> _Given entries_

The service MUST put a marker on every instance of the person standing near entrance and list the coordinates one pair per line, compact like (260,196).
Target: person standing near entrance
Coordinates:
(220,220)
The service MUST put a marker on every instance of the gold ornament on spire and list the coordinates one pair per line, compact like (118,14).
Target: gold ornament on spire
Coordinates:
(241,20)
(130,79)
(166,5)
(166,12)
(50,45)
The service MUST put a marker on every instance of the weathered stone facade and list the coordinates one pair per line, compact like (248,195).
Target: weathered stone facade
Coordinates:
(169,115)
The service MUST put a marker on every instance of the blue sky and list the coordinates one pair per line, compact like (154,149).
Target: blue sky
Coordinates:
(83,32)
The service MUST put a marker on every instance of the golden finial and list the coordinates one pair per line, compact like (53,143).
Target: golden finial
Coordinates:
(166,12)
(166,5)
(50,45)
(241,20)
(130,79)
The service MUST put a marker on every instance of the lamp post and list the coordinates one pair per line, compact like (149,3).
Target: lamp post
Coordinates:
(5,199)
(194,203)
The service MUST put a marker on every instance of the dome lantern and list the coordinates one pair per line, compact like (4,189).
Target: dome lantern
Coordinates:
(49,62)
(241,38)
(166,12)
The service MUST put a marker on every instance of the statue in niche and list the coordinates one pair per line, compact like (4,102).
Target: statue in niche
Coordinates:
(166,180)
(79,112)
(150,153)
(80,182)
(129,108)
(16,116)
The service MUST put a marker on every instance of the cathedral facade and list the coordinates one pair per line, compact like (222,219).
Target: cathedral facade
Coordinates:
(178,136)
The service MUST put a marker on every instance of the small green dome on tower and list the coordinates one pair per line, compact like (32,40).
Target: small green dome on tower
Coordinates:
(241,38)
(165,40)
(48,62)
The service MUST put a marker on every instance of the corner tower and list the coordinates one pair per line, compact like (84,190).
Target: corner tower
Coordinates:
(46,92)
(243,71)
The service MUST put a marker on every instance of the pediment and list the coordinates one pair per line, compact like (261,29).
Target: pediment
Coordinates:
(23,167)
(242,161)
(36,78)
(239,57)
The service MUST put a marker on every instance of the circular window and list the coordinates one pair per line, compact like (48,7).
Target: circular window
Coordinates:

> _Task objective_
Within the listing above, the range opens at the line with "Target: dome lantern" and closes at the line with "Target: statue in niche". Reproduce exactly the lines of that range, including both ends.

> _Solution for this exercise_
Target: dome lantern
Coordinates:
(49,62)
(241,38)
(166,12)
The service MUST put a marker on every instance of the statue in niche and list the coordinates one pair per line, compact like (4,102).
Target: statue in niche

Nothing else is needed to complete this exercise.